> _GOAL_
Update the entries from the line with "object_class: cream background" up to and including the line with "[300,524,447,573]" by replacing "eyebrow" with "brow line", keeping everything else the same. Return only those lines.

> _DATA FOR THIS TASK_

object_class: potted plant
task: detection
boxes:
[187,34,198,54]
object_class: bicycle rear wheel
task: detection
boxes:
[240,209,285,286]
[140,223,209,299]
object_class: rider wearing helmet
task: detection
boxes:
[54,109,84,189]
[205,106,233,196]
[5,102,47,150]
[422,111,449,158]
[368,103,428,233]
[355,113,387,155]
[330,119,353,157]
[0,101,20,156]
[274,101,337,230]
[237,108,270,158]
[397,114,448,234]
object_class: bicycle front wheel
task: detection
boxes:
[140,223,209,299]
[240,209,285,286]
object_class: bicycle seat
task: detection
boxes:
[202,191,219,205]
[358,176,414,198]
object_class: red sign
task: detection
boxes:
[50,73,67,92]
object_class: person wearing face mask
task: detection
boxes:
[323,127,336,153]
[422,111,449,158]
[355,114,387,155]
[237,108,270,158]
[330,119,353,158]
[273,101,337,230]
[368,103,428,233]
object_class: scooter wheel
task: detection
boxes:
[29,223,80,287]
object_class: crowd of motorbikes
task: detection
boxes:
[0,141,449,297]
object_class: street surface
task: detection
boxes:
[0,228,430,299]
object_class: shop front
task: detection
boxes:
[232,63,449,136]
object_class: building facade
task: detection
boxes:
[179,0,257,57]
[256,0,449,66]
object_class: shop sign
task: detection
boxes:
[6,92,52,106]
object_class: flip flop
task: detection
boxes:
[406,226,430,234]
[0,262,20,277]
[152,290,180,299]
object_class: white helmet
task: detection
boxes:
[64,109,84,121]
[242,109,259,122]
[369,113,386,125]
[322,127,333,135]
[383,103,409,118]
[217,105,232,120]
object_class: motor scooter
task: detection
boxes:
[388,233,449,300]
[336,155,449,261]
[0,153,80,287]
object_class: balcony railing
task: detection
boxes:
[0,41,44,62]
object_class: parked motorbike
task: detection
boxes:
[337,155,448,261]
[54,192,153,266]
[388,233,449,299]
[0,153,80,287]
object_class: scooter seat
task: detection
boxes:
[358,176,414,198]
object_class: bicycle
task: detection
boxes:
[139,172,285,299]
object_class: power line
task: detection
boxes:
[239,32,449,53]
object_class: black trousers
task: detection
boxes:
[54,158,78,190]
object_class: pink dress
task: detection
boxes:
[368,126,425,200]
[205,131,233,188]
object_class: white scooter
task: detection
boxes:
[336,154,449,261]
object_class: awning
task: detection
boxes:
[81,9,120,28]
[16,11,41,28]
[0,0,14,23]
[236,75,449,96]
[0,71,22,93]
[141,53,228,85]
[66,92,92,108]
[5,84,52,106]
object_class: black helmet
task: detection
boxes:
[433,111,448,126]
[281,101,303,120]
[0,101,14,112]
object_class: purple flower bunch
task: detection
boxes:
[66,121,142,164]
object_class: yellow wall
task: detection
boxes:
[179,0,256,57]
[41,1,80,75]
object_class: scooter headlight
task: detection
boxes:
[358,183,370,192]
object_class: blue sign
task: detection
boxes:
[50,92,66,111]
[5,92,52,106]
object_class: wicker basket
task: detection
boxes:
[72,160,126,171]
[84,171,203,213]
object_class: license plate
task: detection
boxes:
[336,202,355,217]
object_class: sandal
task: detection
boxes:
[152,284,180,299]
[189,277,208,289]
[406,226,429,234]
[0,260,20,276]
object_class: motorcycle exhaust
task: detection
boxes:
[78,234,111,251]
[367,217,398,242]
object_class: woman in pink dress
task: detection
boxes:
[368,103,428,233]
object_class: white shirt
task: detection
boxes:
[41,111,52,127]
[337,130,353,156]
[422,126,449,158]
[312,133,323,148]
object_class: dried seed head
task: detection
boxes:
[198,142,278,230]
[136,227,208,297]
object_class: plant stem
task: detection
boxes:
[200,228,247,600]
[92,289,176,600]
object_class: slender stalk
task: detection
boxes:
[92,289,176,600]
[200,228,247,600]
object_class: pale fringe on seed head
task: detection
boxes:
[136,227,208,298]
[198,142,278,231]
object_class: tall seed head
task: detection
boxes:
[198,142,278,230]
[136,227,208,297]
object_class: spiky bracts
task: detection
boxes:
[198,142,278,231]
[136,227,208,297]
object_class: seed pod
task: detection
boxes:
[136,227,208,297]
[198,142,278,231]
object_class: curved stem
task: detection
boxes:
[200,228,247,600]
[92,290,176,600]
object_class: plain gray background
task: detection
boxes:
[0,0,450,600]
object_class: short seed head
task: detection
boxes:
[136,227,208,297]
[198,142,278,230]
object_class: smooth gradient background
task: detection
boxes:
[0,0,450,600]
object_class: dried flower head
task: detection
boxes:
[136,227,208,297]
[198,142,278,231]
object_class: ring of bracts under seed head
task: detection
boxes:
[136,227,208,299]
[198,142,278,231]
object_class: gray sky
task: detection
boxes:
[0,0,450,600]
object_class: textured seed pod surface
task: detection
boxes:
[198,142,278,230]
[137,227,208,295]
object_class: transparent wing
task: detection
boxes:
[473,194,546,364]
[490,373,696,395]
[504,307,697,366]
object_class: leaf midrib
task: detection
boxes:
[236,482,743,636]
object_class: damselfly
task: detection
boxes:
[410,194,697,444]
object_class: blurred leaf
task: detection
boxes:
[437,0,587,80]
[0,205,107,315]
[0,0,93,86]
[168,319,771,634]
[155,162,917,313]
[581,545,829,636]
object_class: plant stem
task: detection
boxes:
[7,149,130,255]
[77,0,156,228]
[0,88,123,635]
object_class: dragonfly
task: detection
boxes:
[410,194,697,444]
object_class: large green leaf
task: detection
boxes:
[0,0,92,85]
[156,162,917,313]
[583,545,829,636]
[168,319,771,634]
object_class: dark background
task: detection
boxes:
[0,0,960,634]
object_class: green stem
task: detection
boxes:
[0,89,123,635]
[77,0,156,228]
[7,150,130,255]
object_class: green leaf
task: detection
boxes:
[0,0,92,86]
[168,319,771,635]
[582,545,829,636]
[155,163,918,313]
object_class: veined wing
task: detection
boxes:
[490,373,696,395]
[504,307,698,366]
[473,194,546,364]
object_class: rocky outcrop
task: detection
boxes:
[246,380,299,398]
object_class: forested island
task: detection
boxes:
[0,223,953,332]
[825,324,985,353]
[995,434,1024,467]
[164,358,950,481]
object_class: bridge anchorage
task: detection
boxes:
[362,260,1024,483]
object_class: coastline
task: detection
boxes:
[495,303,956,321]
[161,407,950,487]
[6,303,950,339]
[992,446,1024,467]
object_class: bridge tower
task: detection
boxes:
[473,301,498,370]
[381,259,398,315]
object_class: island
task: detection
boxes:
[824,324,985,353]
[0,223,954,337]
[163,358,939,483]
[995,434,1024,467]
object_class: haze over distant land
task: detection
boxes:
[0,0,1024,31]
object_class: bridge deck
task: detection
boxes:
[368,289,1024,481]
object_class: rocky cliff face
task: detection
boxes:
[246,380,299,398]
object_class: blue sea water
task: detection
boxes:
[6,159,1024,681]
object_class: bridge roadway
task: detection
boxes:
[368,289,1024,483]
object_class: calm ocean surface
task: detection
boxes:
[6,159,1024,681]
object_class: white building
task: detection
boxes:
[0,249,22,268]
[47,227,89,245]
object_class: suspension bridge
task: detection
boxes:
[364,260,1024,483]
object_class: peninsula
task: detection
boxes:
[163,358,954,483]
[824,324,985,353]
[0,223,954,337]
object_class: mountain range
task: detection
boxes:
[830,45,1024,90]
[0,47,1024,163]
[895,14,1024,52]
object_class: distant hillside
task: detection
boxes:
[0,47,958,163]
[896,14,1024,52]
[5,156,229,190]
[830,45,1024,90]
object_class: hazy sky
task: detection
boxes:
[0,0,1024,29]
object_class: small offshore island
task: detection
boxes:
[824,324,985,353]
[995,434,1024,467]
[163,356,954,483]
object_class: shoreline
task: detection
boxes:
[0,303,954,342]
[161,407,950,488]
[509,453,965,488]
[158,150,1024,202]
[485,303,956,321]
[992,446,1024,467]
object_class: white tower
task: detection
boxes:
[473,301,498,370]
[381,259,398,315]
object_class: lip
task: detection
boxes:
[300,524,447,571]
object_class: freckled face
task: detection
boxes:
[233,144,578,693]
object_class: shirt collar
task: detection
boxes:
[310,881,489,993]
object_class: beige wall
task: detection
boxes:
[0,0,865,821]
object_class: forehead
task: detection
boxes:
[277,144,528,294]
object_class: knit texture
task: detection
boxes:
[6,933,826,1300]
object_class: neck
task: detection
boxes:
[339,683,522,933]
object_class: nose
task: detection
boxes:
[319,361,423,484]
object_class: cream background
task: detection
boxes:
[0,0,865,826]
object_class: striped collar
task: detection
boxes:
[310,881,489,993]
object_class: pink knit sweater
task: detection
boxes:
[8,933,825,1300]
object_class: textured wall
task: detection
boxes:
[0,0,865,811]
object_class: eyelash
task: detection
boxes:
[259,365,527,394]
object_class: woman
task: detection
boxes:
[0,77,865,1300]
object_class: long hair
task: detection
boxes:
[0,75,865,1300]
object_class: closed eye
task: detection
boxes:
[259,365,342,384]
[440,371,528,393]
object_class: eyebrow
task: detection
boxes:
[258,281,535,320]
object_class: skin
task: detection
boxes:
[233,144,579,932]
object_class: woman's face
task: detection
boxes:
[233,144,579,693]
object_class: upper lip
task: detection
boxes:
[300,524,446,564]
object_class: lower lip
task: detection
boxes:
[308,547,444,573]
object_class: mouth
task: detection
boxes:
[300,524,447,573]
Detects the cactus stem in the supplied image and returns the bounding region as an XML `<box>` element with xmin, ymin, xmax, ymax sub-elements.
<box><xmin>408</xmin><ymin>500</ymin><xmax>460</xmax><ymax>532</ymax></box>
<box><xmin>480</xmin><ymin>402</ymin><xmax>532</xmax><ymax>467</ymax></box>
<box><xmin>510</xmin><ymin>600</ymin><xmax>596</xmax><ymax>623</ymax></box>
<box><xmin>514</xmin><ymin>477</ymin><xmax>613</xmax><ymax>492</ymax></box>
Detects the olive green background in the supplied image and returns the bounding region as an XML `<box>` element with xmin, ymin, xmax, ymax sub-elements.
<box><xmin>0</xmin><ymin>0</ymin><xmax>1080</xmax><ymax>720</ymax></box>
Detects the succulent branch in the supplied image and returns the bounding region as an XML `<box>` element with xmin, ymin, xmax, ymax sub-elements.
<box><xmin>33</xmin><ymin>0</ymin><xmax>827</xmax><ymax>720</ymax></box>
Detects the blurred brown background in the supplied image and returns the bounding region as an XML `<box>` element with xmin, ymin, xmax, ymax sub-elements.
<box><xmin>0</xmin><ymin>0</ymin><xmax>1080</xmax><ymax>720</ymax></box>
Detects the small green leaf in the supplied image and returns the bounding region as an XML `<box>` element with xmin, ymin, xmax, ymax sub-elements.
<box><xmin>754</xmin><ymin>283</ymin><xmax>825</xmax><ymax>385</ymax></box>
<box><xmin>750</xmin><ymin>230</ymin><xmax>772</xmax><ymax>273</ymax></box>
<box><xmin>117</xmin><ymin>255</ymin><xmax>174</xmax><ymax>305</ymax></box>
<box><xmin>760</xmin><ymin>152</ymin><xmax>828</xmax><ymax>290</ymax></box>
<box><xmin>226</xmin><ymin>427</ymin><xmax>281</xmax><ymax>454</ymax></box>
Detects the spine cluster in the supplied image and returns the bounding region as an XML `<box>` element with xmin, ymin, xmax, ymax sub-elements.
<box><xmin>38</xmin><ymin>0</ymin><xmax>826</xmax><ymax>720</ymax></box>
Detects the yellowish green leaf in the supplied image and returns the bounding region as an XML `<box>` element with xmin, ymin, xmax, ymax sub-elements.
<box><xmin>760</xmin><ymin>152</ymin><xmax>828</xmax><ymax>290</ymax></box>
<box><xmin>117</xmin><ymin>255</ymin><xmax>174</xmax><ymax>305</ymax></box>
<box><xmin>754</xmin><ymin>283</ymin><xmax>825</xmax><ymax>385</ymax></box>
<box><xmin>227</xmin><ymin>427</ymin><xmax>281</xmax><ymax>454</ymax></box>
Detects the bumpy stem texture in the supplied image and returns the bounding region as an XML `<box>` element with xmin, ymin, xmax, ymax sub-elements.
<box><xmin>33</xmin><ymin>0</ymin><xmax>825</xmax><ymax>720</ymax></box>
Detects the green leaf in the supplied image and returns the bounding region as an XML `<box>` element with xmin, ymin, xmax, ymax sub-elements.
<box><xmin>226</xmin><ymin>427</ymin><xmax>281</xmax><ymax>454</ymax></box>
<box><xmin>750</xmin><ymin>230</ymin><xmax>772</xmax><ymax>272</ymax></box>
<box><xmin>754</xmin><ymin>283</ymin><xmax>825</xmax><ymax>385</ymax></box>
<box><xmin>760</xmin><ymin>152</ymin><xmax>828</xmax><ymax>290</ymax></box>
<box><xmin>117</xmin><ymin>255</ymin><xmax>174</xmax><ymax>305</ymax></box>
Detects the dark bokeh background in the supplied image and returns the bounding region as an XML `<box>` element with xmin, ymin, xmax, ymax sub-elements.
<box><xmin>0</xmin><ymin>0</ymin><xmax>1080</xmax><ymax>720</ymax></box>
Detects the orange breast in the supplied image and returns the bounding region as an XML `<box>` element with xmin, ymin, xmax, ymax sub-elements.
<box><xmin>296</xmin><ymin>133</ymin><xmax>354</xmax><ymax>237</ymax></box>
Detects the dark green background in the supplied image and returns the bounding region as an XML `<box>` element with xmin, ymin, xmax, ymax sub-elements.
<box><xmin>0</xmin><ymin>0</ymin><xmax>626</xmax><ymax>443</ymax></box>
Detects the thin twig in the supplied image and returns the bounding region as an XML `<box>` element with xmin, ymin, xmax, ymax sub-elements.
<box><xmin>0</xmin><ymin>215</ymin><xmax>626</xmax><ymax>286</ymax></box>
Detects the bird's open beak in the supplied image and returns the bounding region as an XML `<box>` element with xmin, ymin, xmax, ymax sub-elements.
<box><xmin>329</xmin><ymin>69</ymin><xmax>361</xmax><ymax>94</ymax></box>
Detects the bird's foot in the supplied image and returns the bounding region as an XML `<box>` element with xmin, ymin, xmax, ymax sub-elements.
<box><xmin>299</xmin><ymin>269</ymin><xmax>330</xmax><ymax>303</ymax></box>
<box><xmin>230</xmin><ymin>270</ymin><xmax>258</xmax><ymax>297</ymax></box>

> _FULL ANSWER_
object_class: cream background
task: detection
boxes:
[0,0,865,826]
object_class: striped collar
task: detection
boxes:
[310,881,489,993]
object_class: pink knit sweater
task: detection
boxes:
[8,933,825,1300]
object_class: textured wall
task: detection
boxes:
[0,0,865,811]
object_class: eyelash
task: detection
boxes:
[259,365,527,394]
object_class: woman
task: detection
boxes:
[0,77,865,1300]
object_class: long hair
task: detection
boxes:
[0,75,865,1300]
object_class: closed eye
task: detection
boxes:
[259,365,342,384]
[440,371,528,393]
object_class: brow line
task: detection
boxes:
[258,281,535,320]
object_class: skin
task: detection
boxes:
[233,144,579,932]
object_class: woman's face
task: detection
boxes:
[233,144,579,693]
object_class: upper lip
task: detection
boxes:
[300,524,446,564]
object_class: lower lip
task: detection
boxes:
[308,547,444,573]
object_class: mouth
task: detection
boxes:
[300,524,447,573]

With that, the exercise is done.